▸ Excerpts from point annotation data:
* * * * *
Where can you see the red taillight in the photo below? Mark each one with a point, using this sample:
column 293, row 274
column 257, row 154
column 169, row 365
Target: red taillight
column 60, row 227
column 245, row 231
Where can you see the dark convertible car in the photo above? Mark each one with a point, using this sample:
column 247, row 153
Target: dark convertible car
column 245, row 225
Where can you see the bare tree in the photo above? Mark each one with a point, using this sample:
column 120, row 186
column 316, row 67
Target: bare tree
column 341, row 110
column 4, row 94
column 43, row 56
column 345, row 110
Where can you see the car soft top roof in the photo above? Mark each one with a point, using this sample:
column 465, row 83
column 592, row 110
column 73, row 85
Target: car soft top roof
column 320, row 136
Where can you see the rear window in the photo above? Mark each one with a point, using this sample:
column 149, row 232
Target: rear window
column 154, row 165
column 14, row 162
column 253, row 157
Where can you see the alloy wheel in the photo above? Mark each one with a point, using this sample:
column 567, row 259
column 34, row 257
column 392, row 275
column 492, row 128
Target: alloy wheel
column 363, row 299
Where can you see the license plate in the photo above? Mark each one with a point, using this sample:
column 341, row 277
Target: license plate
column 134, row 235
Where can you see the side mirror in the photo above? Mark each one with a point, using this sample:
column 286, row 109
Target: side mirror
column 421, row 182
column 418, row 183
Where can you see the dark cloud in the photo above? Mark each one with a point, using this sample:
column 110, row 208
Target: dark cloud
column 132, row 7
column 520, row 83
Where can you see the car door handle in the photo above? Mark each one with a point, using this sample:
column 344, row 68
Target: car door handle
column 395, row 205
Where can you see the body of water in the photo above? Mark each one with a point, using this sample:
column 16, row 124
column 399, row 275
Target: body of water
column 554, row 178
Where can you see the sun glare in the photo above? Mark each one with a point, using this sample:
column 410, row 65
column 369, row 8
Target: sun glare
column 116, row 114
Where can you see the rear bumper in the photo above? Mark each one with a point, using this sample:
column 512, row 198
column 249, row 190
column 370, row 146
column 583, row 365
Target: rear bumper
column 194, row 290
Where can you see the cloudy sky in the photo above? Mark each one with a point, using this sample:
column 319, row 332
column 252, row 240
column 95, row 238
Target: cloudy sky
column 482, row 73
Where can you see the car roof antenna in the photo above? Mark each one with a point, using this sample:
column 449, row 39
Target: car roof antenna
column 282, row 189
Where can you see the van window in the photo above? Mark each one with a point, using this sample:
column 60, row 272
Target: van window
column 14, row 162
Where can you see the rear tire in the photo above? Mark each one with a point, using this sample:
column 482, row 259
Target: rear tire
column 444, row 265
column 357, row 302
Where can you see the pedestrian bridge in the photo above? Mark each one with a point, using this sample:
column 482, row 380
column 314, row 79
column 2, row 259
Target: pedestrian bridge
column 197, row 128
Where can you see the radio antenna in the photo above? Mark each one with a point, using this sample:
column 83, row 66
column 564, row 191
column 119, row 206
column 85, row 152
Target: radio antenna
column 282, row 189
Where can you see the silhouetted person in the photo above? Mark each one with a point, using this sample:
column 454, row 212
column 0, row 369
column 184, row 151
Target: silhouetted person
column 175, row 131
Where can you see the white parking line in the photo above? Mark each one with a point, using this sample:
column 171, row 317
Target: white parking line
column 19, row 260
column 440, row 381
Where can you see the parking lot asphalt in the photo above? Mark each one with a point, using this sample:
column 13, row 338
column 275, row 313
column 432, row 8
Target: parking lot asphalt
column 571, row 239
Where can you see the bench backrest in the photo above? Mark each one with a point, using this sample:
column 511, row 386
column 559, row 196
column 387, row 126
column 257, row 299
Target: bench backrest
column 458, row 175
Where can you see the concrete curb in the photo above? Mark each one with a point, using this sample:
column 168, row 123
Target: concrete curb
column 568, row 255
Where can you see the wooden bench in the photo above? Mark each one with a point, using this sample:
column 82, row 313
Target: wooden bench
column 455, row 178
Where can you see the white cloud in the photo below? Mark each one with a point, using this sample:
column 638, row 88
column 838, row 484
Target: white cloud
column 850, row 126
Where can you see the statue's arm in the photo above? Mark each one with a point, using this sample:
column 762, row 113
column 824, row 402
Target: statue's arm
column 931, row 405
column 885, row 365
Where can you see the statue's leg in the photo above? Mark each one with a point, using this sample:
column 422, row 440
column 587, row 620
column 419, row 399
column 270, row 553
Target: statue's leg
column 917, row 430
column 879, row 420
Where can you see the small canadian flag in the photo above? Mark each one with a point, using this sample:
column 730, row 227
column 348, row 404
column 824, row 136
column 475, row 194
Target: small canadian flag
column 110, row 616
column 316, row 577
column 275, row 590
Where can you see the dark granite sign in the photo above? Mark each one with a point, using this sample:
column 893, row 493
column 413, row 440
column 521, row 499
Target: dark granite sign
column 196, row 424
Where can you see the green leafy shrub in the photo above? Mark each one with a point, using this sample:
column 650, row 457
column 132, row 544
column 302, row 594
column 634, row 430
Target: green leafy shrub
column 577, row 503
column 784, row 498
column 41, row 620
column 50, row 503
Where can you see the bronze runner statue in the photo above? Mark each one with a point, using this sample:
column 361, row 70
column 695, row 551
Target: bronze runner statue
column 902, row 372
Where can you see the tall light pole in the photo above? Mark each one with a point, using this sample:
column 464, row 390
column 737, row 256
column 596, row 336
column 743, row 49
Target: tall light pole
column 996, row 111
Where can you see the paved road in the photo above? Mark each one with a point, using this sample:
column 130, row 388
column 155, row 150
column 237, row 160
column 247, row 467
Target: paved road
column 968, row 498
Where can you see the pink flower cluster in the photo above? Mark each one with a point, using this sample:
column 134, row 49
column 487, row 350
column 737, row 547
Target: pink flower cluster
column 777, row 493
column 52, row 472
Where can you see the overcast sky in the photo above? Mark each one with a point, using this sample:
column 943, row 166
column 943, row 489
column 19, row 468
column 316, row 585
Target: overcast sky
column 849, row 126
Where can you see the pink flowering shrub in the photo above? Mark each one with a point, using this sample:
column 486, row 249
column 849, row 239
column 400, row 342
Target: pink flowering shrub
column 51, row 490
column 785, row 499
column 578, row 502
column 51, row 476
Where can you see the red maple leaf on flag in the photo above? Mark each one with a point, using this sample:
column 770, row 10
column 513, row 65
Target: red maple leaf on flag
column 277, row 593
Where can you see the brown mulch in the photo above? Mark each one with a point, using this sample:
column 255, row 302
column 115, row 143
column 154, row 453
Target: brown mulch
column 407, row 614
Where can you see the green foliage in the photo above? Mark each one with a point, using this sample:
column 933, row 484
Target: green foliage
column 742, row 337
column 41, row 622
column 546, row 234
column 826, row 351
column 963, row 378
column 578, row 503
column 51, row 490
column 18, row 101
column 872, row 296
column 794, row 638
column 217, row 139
* * * * *
▸ Exercise requirements: Reproduce, word for word, the lines above that run from the line containing "Where can you see the pedestrian" through the line containing "column 197, row 128", including both of those lines.

▸ Solution to the exercise:
Where can you see the pedestrian bridge in the photo above? Mark each one with a point, using this sample:
column 482, row 380
column 314, row 79
column 2, row 259
Target: pedestrian bridge
column 197, row 128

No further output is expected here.